Leaving aside these details which are irrelevant for most of the world population, this film presents well the themes of revolution and imperialism, while for now it does little on the ecology front which is very present in Herbert’s work. Many details and many scenes suggest that Villeneuve owes a lot to Lynch a bit like Peter Jackson owed a lot to Ralph Bakshi, although it must be said that both Villeneuve and Lynch have simply constructed many scenes exactly as described in the book.
What else? Personally, I would’ve preferred the visionary part of the film to be a little more lysergic (Lynch got that right!), also because it would’ve been in line with the LSD experiences of the 1960s that inspired them (Terry Gilliam was needed here!). And I would’ve liked to see more Harkonnen: the Baron (Stellan Skarsgard) doesn’t do any of the heinous things he does in the book, Feyd Rautha isn’t there at all, and Beast Rabban (Dave Bautista) is the only one demonstrating that we should all hate his noble House.

▸ **Data for this task**

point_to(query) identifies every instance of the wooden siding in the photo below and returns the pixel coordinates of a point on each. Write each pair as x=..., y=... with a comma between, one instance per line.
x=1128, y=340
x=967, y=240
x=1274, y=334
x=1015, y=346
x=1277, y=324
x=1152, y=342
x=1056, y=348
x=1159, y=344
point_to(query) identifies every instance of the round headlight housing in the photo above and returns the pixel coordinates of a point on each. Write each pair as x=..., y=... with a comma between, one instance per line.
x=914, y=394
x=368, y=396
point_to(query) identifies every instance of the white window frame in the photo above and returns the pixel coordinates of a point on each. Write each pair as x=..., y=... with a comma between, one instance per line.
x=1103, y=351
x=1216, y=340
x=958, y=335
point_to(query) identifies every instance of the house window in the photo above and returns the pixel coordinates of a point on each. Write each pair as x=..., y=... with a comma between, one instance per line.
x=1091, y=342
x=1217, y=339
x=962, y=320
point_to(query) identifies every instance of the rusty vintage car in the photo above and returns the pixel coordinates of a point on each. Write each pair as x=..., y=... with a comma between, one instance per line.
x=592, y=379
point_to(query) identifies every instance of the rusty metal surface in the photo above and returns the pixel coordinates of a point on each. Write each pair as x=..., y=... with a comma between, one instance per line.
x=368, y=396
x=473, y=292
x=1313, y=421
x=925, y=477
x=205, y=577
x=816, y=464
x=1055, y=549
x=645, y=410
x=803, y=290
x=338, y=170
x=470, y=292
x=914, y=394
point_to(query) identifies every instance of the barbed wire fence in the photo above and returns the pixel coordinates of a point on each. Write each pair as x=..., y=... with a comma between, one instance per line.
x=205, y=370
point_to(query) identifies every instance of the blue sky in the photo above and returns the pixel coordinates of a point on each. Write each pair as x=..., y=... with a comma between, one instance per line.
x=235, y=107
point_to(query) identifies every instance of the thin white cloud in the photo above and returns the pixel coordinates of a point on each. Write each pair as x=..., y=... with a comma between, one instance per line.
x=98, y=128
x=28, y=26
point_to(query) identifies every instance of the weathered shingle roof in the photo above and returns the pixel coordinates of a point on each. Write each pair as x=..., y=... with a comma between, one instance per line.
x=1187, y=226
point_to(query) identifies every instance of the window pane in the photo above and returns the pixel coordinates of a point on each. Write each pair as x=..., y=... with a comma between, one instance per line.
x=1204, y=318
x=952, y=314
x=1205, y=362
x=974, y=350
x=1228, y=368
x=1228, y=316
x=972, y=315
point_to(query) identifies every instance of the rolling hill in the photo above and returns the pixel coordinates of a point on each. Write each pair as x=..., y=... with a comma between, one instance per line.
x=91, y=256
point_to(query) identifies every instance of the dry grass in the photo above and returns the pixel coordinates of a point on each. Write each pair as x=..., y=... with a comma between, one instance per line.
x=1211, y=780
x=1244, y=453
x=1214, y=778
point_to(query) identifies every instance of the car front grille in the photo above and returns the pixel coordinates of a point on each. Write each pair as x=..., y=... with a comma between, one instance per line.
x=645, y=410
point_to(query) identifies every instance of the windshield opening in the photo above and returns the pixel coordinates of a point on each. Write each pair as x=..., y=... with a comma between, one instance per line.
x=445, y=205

▸ **Required task 1**
Can you give the rows from the line with "point_to(query) identifies every instance of the rusty vintage" up to and including the line with "x=205, y=370" as a numbered list, with blank lines left out?
▸ **Required task 2**
Can you carry the film review on from its final sentence?

▸ **Exercise output 1**
1. point_to(query) identifies every instance of the rusty vintage car in the photo above and returns the pixel coordinates of a point on each. Write each pair as x=..., y=... with a comma between, one instance per line.
2. x=592, y=379
3. point_to(query) identifies every instance of the rusty metal surface in the photo above and returns the pixel coordinates of a point on each. Write each pair as x=..., y=... with a comma between, one instance per line.
4. x=368, y=396
5. x=473, y=292
6. x=1313, y=421
7. x=925, y=477
8. x=205, y=577
9. x=816, y=464
10. x=1055, y=549
11. x=645, y=410
12. x=803, y=290
13. x=338, y=170
14. x=470, y=292
15. x=914, y=394
16. point_to(query) identifies every instance of the barbed wire fence in the photo above and returns the pixel coordinates of a point on each. Write each pair as x=..., y=... with a comma between, one instance per line.
17. x=205, y=370

▸ **Exercise output 2**
Beyond these small criticisms, I’m satisfied with this film by Villeneuve who did a great job of adapting a book which is really difficult to “summarize” into a film. It’s no coincidence that Jodorovsky was unable to shoot even a scene and Lynch doesn’t even want to talk about it… Ciao!
PS: If you don’t know Dune and at the cinema you feel like having a deja vu while seeing spaceships, sword fighting, a chosen one on a desert planet with two moons who convinces others to do things by using his voice, I remind you that the Herbert’s book was released 12 years before that movie directed by George Lucas. To be honest, Herbert was inspired by Lawrence of Arabia (1962), with a man coming from abroad who becomes the leader of desert people and leads them in a war, which we’ll see in the second part of Dune if it will ever be made… so it’s useless to talk about who copied from whom!